Activity: Please copy exactly the lines that begin with the one containing "Annotate each man's neck" and end with the last line of the entries.

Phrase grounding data
-------------------------

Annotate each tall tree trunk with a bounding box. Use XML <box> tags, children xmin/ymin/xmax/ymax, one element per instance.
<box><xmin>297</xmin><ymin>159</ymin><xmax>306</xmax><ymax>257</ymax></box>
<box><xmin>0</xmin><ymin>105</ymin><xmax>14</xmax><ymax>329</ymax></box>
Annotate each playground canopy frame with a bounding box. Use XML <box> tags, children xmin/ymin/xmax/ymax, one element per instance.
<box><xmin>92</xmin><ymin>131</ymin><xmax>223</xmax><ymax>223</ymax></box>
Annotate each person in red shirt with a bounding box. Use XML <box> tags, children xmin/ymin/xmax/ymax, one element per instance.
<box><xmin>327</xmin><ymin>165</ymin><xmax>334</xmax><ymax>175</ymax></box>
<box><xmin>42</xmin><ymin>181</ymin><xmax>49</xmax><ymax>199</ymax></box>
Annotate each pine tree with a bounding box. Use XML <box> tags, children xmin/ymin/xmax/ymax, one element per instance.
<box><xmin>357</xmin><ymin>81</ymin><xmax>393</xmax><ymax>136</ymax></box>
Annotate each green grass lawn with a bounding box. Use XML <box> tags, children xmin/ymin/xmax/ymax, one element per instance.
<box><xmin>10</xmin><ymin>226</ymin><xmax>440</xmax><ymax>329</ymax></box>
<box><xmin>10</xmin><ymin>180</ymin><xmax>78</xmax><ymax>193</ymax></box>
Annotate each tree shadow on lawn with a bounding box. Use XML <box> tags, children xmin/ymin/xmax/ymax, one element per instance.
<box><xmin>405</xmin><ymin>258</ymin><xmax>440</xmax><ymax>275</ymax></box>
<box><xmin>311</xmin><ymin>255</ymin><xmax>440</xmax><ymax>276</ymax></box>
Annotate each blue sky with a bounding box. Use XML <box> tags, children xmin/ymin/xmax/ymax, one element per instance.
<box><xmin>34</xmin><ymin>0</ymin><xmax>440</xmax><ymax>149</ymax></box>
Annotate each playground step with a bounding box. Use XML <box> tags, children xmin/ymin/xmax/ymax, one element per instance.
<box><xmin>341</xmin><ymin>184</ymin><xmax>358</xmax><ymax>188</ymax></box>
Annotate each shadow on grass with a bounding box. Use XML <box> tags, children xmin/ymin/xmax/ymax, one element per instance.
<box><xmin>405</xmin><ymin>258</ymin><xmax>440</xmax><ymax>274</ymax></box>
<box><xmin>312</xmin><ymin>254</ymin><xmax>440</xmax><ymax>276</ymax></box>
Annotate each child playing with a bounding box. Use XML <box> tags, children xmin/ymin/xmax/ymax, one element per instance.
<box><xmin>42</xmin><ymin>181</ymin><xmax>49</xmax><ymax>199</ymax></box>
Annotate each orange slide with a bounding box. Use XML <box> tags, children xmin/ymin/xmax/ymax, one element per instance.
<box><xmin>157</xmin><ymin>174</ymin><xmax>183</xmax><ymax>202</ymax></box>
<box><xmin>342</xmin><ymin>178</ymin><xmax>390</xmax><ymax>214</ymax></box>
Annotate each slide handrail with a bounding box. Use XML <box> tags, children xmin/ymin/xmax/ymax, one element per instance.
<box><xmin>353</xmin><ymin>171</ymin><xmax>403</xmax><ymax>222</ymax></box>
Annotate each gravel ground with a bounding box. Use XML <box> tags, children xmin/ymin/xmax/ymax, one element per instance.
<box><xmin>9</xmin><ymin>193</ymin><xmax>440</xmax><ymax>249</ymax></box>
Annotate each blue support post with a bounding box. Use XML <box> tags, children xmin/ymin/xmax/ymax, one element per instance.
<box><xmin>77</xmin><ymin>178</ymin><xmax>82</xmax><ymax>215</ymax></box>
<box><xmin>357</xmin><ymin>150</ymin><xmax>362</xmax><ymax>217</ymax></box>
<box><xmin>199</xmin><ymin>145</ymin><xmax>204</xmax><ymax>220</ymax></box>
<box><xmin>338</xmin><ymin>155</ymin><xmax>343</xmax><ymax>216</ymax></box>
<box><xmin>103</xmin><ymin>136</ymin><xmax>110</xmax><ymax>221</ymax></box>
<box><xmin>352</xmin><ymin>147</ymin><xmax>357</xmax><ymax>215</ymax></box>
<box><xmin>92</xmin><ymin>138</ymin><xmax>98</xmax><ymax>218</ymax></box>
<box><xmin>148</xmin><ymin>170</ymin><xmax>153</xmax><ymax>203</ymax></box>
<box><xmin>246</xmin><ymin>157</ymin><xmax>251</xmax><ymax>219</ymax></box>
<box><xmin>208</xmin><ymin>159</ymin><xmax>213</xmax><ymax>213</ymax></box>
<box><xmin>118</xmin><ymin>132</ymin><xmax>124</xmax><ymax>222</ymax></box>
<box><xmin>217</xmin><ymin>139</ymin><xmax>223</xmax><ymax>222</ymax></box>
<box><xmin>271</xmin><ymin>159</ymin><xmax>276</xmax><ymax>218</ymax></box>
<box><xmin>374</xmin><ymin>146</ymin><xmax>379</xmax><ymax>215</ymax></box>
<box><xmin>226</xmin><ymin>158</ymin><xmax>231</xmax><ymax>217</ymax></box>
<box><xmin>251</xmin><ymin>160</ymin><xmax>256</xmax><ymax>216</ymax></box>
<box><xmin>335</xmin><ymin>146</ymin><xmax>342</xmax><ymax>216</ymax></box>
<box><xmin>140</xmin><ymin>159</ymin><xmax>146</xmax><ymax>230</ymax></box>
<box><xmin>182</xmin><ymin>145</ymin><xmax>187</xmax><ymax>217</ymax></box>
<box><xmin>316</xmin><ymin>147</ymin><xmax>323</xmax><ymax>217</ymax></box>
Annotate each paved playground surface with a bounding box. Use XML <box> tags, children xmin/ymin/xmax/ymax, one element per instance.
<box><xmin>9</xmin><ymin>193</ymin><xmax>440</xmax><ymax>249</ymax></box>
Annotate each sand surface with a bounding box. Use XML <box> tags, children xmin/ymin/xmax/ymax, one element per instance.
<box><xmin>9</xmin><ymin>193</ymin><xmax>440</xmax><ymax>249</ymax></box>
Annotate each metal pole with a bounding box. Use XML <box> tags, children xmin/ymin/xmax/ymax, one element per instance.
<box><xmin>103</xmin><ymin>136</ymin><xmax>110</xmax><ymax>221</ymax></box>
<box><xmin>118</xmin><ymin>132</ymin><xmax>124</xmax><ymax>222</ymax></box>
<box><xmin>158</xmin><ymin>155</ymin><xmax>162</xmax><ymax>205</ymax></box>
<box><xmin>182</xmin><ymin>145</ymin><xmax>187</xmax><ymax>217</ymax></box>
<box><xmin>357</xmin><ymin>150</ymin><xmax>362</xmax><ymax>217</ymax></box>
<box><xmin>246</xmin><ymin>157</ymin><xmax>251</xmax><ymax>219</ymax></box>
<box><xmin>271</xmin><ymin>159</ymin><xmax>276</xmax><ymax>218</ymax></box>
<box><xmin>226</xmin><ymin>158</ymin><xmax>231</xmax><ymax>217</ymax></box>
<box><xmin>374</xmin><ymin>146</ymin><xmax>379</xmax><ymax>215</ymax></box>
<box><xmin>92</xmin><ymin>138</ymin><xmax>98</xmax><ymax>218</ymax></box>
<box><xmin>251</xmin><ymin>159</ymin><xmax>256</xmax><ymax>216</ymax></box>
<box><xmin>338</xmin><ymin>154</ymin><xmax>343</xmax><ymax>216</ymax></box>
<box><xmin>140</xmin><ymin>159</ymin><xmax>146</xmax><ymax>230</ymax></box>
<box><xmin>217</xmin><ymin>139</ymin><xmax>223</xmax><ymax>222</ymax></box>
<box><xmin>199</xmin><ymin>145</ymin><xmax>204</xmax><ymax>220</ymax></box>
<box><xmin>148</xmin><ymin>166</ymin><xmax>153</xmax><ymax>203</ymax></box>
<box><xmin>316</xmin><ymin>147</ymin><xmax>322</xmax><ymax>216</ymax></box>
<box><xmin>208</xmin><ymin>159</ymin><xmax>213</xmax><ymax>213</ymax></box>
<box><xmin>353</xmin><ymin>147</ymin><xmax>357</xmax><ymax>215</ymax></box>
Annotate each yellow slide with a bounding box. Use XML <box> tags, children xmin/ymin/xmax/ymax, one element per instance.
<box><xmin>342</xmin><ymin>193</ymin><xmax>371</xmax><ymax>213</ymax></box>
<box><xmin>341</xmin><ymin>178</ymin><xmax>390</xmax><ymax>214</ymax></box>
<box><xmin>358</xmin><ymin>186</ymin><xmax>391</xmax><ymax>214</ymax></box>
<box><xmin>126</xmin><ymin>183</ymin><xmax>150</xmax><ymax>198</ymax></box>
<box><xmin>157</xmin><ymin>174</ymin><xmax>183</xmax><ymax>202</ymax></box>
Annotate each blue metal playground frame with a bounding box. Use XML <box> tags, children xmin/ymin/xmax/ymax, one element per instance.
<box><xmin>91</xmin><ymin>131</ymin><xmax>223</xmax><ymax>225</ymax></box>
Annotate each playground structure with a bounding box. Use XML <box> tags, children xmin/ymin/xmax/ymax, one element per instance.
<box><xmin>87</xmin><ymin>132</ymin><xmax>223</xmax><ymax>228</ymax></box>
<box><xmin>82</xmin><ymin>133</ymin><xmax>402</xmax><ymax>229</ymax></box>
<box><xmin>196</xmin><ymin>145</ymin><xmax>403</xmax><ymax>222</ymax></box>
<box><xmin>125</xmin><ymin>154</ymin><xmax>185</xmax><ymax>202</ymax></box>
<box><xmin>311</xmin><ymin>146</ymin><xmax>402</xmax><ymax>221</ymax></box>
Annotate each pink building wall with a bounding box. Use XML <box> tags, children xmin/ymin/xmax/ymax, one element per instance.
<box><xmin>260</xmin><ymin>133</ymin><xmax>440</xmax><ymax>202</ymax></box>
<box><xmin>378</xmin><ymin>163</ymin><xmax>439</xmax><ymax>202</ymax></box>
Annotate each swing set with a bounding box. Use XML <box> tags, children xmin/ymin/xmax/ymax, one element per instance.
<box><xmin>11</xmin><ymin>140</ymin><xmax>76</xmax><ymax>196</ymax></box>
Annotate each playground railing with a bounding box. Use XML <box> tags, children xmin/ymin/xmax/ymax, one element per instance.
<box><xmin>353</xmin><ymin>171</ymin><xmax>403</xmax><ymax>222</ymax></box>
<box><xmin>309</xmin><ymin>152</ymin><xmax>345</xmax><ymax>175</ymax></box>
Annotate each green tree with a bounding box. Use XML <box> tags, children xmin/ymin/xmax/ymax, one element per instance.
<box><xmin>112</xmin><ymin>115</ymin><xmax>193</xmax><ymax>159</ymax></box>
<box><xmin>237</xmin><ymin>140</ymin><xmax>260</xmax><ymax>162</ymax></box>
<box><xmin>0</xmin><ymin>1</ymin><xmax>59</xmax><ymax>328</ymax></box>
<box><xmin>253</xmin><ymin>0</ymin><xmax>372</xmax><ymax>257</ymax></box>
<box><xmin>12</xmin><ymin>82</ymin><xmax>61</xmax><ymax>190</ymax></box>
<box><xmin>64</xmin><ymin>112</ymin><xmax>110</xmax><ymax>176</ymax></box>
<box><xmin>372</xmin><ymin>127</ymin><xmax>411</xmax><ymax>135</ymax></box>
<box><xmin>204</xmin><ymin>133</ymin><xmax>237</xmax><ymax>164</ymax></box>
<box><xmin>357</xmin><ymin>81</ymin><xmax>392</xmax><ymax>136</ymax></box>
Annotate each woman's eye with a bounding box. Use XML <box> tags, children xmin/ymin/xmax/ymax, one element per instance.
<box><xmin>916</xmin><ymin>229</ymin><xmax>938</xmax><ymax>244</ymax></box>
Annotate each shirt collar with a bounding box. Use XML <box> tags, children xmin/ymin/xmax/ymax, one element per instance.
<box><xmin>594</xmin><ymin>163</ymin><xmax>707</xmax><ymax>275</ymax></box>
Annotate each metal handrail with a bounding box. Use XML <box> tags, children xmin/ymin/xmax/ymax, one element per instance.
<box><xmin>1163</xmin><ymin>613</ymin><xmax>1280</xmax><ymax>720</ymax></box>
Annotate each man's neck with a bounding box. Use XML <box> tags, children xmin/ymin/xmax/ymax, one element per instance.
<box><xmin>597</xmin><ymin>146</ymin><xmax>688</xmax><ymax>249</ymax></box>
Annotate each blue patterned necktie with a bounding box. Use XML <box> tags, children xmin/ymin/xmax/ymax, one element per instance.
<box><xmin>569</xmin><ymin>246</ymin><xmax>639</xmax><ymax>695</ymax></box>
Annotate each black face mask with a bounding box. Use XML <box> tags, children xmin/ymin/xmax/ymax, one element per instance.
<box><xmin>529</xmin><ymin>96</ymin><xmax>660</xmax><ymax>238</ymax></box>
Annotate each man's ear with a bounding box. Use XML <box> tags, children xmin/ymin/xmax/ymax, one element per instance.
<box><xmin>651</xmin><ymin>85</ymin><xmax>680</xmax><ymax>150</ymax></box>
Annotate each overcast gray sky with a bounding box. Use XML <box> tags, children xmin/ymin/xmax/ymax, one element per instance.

-------------------------

Result:
Annotate each man's neck with a bounding box. Use XML <box> tags, children xmin/ymin/xmax/ymax, one element per instance.
<box><xmin>597</xmin><ymin>146</ymin><xmax>688</xmax><ymax>249</ymax></box>
Annotate each blue patterned necktie with a bounding box. Use XML <box> tags, children xmin/ymin/xmax/ymax, one element per instance.
<box><xmin>569</xmin><ymin>246</ymin><xmax>639</xmax><ymax>695</ymax></box>
Annotate each black face mask with a bounding box. Use XML <box> tags, children xmin/ymin/xmax/ymax, one element per instance.
<box><xmin>529</xmin><ymin>96</ymin><xmax>660</xmax><ymax>238</ymax></box>
Annotate each man's ear with a bounding box. Use XML <box> tags, children xmin/ymin/xmax/ymax, one element per instance.
<box><xmin>651</xmin><ymin>85</ymin><xmax>680</xmax><ymax>150</ymax></box>
Annotate each overcast gray sky with a bounding box. Use XML <box> tags, children xmin/ymin/xmax/ymax, one element per instance.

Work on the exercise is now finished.